• **Written task 1**
Please put the stretch of the listing from its start through the line containing "87 L 23 103" into a numbered list, leaving out blank lines.

• **Article**
────────

Tommy Jackson used to refer caustically to certain comrades who ‘had the habit of trying to put in wedges thick end first’. To avoid this error in the most difficult task of trying to assess his immensely varied literary output in one short article, I will start with some of his minor writings.
First we should not forget his journalism—the mass of fine work buried in the Communist, the Sunday Worker and later journals. Some of the Communist material was reprinted in pamphlet form—a study of the British Empire and an account of the Russian Revolution in which R.W. Postgate collaborated.
Other pamphlets followed: the delightful, lighthearted History of Clerkenwell Green written for the opening of Marx House. This was the area in which he was born and grew up, and he knew and loved every corner of it. There was his study of Engels, and, a little gem, in 1935, The Jubilee and How. Much later came Socialism: What? Why? How?, based on his always popular lectures.
He was, indeed, as a Soviet reviewer once called him, ‘a brilliant populariser’. This phrase, abbreviated by his family to Brilpop, became a sort of nickname.
These writings, if you like, were trifles. His first, and arguably his most substantial, major work was Dialectics: The Logic of Marxism. This was, as he said, ‘an attempt to clear the ground for a better and fuller appreciation of that which gives Marxism its unity—namely the dialectical materialist method.
Today it is fashionable to decry the Marxism which served us in the 1920s and 1930s, and no doubt its limitations were considerable. But it is perhaps worth saying that whatever those limitations it was an immense advance on earlier levels of understanding which had been too concentrated on Marx’s economics to see that Marxism was a unified world outlook which must be taken as a whole.
Perhaps the major achievement of the 1930s was the rediscovery of the dialectic method as lying at the heart of Marxism. In this rediscovery no one in Britain (or perhaps anywhere else) played a more important part than Tommy Jackson.
Dialectics is a long, solid book, by no means always easy reading. But it is continuously enlivened by the wit, the polemic sparkle and the homely similes and illustrations which abound.
One specimen must suffice, as topical today as it was then. Speaking of the many intellectuals who ‘discover’ and annex Marxism without seeing its unity, he writes:
Marxism becomes an Old Curiosity Shop in which political amateurs and literary dilettanti can rummage for decorative oddments, just as they rummage in the Caledonian Market for old china, pewter plates and bawdy prints.

────────

• **Given entries**
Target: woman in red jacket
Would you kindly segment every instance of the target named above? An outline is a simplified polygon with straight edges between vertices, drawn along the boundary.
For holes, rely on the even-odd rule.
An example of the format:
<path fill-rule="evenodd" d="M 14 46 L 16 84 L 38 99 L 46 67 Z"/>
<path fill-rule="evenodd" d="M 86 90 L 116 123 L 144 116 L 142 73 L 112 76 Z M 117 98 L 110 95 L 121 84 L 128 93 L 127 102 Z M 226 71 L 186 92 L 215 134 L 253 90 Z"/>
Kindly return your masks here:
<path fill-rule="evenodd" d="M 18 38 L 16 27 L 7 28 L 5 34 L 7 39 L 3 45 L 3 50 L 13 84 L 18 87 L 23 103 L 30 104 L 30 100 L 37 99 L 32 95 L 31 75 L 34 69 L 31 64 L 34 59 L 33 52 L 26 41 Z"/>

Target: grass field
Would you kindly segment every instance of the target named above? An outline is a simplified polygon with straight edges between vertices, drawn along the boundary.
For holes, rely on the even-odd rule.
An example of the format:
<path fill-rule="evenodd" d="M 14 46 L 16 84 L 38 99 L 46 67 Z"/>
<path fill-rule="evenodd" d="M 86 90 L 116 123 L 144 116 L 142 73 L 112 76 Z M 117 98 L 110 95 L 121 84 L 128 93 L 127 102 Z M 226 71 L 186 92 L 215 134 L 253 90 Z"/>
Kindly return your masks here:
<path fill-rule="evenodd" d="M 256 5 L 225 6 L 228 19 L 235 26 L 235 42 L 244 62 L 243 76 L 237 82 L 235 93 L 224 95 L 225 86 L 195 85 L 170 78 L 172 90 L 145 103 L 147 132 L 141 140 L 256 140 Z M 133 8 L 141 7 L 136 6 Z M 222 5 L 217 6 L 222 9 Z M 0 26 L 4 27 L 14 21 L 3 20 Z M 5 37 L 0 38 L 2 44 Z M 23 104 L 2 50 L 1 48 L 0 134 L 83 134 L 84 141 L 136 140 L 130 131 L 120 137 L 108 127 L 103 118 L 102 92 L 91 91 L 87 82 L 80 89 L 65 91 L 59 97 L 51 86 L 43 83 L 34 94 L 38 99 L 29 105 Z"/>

────────

• **Written task 2**
In the article on Tommy Jackson, why does the writer start with Jackson's minor writings? Answer in one to three sentences.

• **Full solution 1**
1. Target: woman in red jacket
2. Would you kindly segment every instance of the target named above? An outline is a simplified polygon with straight edges between vertices, drawn along the boundary.
3. For holes, rely on the even-odd rule.
4. An example of the format:
5. <path fill-rule="evenodd" d="M 14 46 L 16 84 L 38 99 L 46 67 Z"/>
6. <path fill-rule="evenodd" d="M 86 90 L 116 123 L 144 116 L 142 73 L 112 76 Z M 117 98 L 110 95 L 121 84 L 128 93 L 127 102 Z M 226 71 L 186 92 L 215 134 L 253 90 Z"/>
7. Kindly return your masks here:
8. <path fill-rule="evenodd" d="M 18 38 L 16 27 L 7 28 L 5 34 L 7 39 L 3 45 L 3 50 L 13 84 L 18 87 L 23 103 L 30 104 L 30 100 L 37 99 L 32 95 L 31 75 L 34 69 L 31 64 L 34 59 L 33 52 L 26 41 Z"/>

• **Full solution 2**
The writer wants to avoid the error Jackson mocked in comrades who had "the habit of trying to put in wedges thick end first." Because assessing his immensely varied literary output in one short article is so difficult, the writer begins with the smaller works.